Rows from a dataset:

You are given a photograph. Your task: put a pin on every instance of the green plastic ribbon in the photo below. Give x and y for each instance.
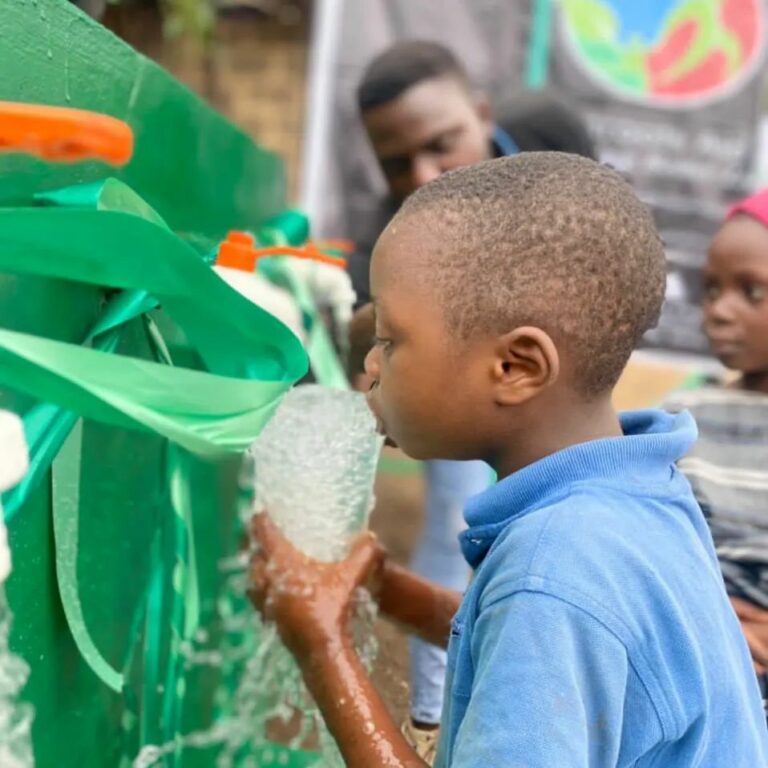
(109, 237)
(252, 356)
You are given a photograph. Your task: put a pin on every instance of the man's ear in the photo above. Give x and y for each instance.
(485, 111)
(526, 362)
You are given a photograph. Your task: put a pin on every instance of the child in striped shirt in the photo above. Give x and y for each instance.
(728, 466)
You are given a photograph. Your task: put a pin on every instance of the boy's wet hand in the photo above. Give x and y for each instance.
(309, 600)
(754, 625)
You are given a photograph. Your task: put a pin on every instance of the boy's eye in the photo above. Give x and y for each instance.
(711, 291)
(755, 292)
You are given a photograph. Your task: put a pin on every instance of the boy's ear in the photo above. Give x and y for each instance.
(526, 362)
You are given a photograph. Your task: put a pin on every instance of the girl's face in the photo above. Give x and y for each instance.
(736, 295)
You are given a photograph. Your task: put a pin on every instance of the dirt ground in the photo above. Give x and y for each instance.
(397, 520)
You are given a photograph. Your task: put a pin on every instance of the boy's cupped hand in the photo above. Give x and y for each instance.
(309, 600)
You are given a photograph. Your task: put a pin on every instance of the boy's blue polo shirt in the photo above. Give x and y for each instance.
(596, 630)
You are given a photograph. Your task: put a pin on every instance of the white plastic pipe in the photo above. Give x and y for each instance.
(13, 465)
(324, 46)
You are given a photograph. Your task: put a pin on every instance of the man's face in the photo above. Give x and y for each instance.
(433, 127)
(736, 295)
(431, 391)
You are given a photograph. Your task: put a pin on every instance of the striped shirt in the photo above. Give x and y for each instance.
(728, 469)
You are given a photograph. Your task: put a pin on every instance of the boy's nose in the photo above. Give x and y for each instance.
(721, 311)
(372, 363)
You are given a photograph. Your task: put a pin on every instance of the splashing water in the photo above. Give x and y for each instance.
(313, 468)
(15, 716)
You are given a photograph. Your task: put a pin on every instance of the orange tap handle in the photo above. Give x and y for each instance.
(64, 135)
(238, 252)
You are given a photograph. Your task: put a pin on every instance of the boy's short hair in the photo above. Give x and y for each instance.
(546, 239)
(401, 67)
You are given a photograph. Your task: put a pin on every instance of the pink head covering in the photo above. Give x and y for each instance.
(755, 206)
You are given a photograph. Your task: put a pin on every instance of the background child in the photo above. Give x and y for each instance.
(596, 630)
(728, 466)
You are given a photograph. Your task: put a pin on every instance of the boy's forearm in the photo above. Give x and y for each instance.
(353, 711)
(425, 609)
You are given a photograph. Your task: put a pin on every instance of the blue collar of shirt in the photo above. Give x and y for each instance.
(503, 143)
(652, 442)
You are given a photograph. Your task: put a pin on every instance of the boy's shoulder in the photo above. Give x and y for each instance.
(595, 547)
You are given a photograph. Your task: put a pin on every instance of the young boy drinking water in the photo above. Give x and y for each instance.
(596, 630)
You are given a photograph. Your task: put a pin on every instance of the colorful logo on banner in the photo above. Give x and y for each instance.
(666, 52)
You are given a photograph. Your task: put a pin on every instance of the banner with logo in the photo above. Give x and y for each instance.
(670, 90)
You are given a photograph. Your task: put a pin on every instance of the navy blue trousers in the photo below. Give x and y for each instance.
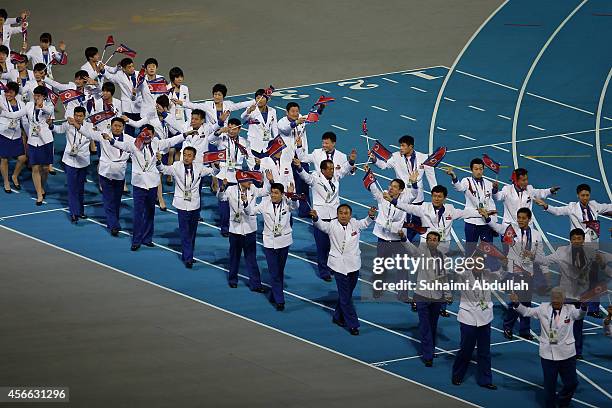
(302, 188)
(345, 309)
(144, 215)
(188, 228)
(323, 247)
(76, 189)
(276, 259)
(248, 245)
(112, 190)
(470, 337)
(429, 313)
(566, 369)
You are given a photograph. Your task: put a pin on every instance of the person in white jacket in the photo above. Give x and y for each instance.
(187, 174)
(345, 260)
(557, 351)
(277, 236)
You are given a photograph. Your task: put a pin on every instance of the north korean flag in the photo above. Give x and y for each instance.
(436, 157)
(214, 157)
(100, 117)
(381, 151)
(70, 95)
(490, 163)
(124, 49)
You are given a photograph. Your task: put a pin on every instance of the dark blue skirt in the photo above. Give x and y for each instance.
(11, 147)
(41, 154)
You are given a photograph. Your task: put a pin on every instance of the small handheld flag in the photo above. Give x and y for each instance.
(70, 95)
(380, 151)
(100, 117)
(490, 163)
(214, 157)
(436, 157)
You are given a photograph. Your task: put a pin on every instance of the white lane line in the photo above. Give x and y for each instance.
(559, 168)
(432, 124)
(418, 89)
(535, 127)
(379, 108)
(602, 169)
(577, 141)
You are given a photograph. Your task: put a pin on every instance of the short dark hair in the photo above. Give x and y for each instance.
(150, 61)
(292, 105)
(409, 140)
(440, 189)
(524, 210)
(174, 73)
(199, 112)
(325, 163)
(476, 161)
(126, 61)
(13, 86)
(400, 182)
(109, 86)
(277, 186)
(234, 121)
(45, 37)
(582, 187)
(90, 52)
(163, 101)
(190, 149)
(346, 206)
(577, 231)
(329, 136)
(80, 74)
(220, 88)
(40, 90)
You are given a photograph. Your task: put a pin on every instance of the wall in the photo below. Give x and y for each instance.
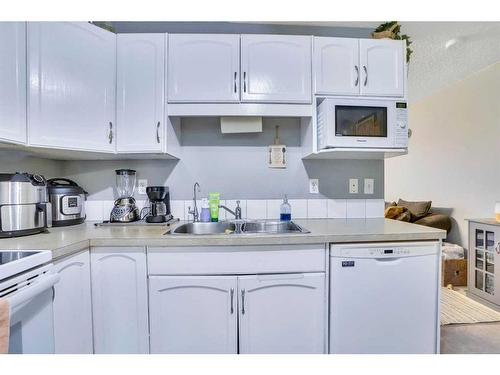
(237, 28)
(453, 155)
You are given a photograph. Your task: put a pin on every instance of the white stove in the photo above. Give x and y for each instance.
(27, 279)
(13, 262)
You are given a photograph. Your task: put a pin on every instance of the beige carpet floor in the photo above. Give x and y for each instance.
(457, 308)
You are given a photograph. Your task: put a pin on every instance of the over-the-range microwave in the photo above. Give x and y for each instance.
(362, 123)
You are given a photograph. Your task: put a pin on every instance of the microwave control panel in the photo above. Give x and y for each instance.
(401, 133)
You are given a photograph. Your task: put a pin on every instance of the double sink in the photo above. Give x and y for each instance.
(239, 227)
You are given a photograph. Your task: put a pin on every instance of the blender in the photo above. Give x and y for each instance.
(125, 210)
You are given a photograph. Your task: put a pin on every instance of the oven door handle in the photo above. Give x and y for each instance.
(31, 291)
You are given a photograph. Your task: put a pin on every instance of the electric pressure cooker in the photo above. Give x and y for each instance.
(24, 205)
(68, 202)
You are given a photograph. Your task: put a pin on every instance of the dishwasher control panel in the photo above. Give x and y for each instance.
(380, 251)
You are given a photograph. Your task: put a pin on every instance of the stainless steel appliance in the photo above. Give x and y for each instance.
(159, 198)
(125, 209)
(68, 202)
(362, 123)
(24, 204)
(27, 279)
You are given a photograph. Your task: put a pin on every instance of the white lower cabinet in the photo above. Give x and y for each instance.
(13, 82)
(282, 314)
(72, 306)
(120, 300)
(193, 314)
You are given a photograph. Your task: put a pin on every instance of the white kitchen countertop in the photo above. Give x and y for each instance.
(67, 240)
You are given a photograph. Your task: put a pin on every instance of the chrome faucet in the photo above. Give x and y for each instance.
(194, 211)
(236, 212)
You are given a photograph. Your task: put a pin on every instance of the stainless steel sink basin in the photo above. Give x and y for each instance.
(205, 228)
(240, 227)
(272, 226)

> _Exercise instructions_: What comes back should match the records exactly, minus any pictures.

> _Full output_:
You are given a photograph. Your task: put a pin on every instance of the green plastic ribbon in the photo below. Give x and y for each instance.
(109, 237)
(252, 356)
You are given a photograph. Your task: put a pin on every instance of the man's ear in the photo above. Give x and y for each instance.
(485, 111)
(526, 362)
You are given a photograph. Your task: put a pin on every instance of the child in striped shirt in the photo above. Give x and y for each instance.
(728, 466)
You are given a photograph. Your task: put a pin on every instance of the boy's wet hand in the photo above. Give x and y for each instance.
(309, 600)
(754, 625)
You are given a photograph. Your task: put a pin on every instance of the boy's eye in the photo above. Give x and y for each instance.
(711, 291)
(755, 292)
You are given a photograph. Your task: put a pin on every instance of the boy's ear in the photo above. Give x and y for each instance.
(526, 362)
You are given a photograph. Your task: put a pin on every instance of the girl's face in the photo above. Give x and y for each instance.
(736, 295)
You are given a photograph. Your task: put a pin on every instance of the dirt ground in the photo above. Give x and y for each instance.
(397, 520)
You are given a photograph. Your task: put a pin on every instance of the boy's cupped hand in the photo above. Give x and y for each instance.
(309, 600)
You are given a photograph. Your task: put a pin on every instance of the boy's blue polo shirt in the photo above. Give x and y for each instance.
(596, 630)
You are given a photograph. Your task: put a pin on every instance of the white plastic pipe in the photo above. Give x and y for each instance.
(13, 465)
(324, 46)
You are given a photograph. Your task: put a pin on every instance of the man's face in the photo above. Give x and y for each instance.
(433, 127)
(736, 295)
(431, 391)
You are given a photograph. Your task: put a pin on every instance of the striped shirt in the photo above. Give x and y for each instance.
(728, 469)
You are given a photograph. Your task: put a pin on every instance of the boy's nose in the photo above. Give x and y for each instance.
(721, 311)
(372, 363)
You are given a photograph. Your task: put a pin on every instance of the splashing water in the photo above. Give x and y for each instance.
(313, 468)
(15, 716)
You are given a photograph. Your task: put a pin on every instance of the orange tap handle in the photo above. Give x and y for each instance.
(64, 135)
(238, 252)
You are given a photograph. Your task: put a pin on every instance of the boy's short hair in the photo above. Give x and y for each instance.
(546, 239)
(401, 67)
You are given a photograph. Your task: put a pin on every instance of the pink head covering in the photo above. Give x and y for each instance.
(755, 206)
You are given a photograph. Your task: put a pin on every instance of the background child in the photo above. Give x and y for each instance.
(596, 630)
(728, 466)
You are given a photograph. Your task: put a pin on every instance of the boy's forearm in the photo above. Give x and y for each instance.
(353, 711)
(425, 609)
You are given a photograph. Your task: put a pin on every instance of the blue collar of shirt in the photo above. Give x and y for each instance.
(503, 143)
(652, 442)
You are given a photograph. Your task: put a pin on every instance of the boy's shoulder in the photo above. Give x and y for each instance.
(595, 547)
You are given a photograph. Your task: put a pin on every instance of the young boy drinking water in the photo above. Give x and y for each instance.
(596, 630)
You are given a photograph. Your task: put a pin on every instance of the colorful logo on banner in the photo above. Give x and y for each instance.
(666, 52)
You are given a photograph. Your task: put a pin on every instance of the banner with logo in the photo above. Give x and y for each instance.
(670, 90)
You are given a photograph. Your task: put a pin on every instance of the navy blue trousers in the photo below. Give x and y for each instance.
(302, 188)
(345, 309)
(144, 215)
(188, 228)
(323, 247)
(76, 189)
(276, 259)
(248, 245)
(112, 190)
(470, 337)
(429, 313)
(566, 369)
You are given a photograph. Your task: put a pin on every instance of the person in white jacket in the photo above. Give x and y for each instance.
(187, 174)
(345, 260)
(557, 351)
(277, 236)
You are given a photograph. Your task: put a pin on every instance of the north korean flag in the photo above. Give x and y for each instance.
(436, 157)
(214, 157)
(100, 117)
(381, 151)
(70, 95)
(490, 163)
(124, 49)
You are given a photograph. Your task: put a pin on every instance of the dark blue skirt in the photo above. Give x and y for each instance.
(11, 147)
(41, 154)
You are given a photograph. Your task: put a pin on every instance of the small handheld flag in the photo above. Give x and y for each instance.
(70, 95)
(380, 151)
(100, 117)
(490, 163)
(214, 157)
(436, 157)
You are given a photograph. Your task: put a pin on every instance of the white lane line in the photo above. Give x and y for each instance.
(559, 168)
(432, 124)
(418, 89)
(535, 127)
(379, 108)
(602, 169)
(577, 141)
You are given a photograph. Your task: put a pin on every instance of the short dark hair in the photo above. Give x and y for each instance.
(150, 61)
(292, 105)
(409, 140)
(440, 189)
(524, 210)
(174, 73)
(199, 112)
(325, 163)
(476, 161)
(126, 61)
(13, 86)
(400, 182)
(109, 86)
(277, 186)
(234, 121)
(45, 37)
(582, 187)
(90, 52)
(163, 101)
(190, 149)
(346, 206)
(577, 231)
(329, 136)
(80, 74)
(220, 88)
(40, 90)
You are given a photograph. Your task: put a pin on every instance of the wall in the photo below. Give x and y for each instance.
(237, 28)
(453, 155)
You are given a photograph. Your task: put a pin on every instance of the white stove in the photo above. Give x and y for each instance.
(27, 279)
(13, 262)
You are given a photograph. Your task: put a pin on every instance of the beige carpet floor in the photo above. Give x and y for each instance.
(457, 308)
You are given a photograph. Your task: put a pin on every instance of the over-the-range microwave in the photo above. Give x and y for each instance.
(362, 123)
You are given a photograph. Your task: put a pin on every instance of the microwave control panel in the photo above. Give x and y for each instance.
(401, 133)
You are given a photograph. Your task: put a pin on every instance of the double sink in the photo above. Give x and y for each instance.
(239, 227)
You are given a photograph. Your task: put a pin on every instance of the blender in the photo above. Give x and y for each instance.
(125, 210)
You are given a photograph. Your task: put a pin on every instance of the oven door handle in the photo above. Give x and y for each instance.
(31, 291)
You are given a photograph. Your task: put a pin on every instance of the electric pressure cooker in the photo above. Give x and y for each instance.
(24, 205)
(68, 202)
You are given a photograph. Your task: put a pin on every instance of the dishwasher control panel in the photo above. Give x and y for each instance.
(380, 251)
You are given a photograph. Your task: put a pin on every instance of the stainless steel appliance in the photo above. Give x and y for each instance.
(159, 198)
(125, 209)
(68, 202)
(362, 123)
(24, 204)
(27, 279)
You are given a photograph. Your task: put a pin on every instance of the white lower cabinet in the photo above. Give x and y for each instance.
(13, 82)
(282, 314)
(72, 306)
(120, 300)
(193, 314)
You are given a photograph. Your task: put a pin on every instance of the white kitchen countertop in the photo above. Give x and y for each instance.
(67, 240)
You are given a photograph. Your task: put a pin on every instance of the chrome faucet in the photo above. Give x and y for each instance.
(194, 211)
(236, 212)
You are given a photograph. Your task: put a pin on every instance of the stainless steel sink basin in the photo above. Give x and y for each instance.
(205, 228)
(240, 227)
(272, 226)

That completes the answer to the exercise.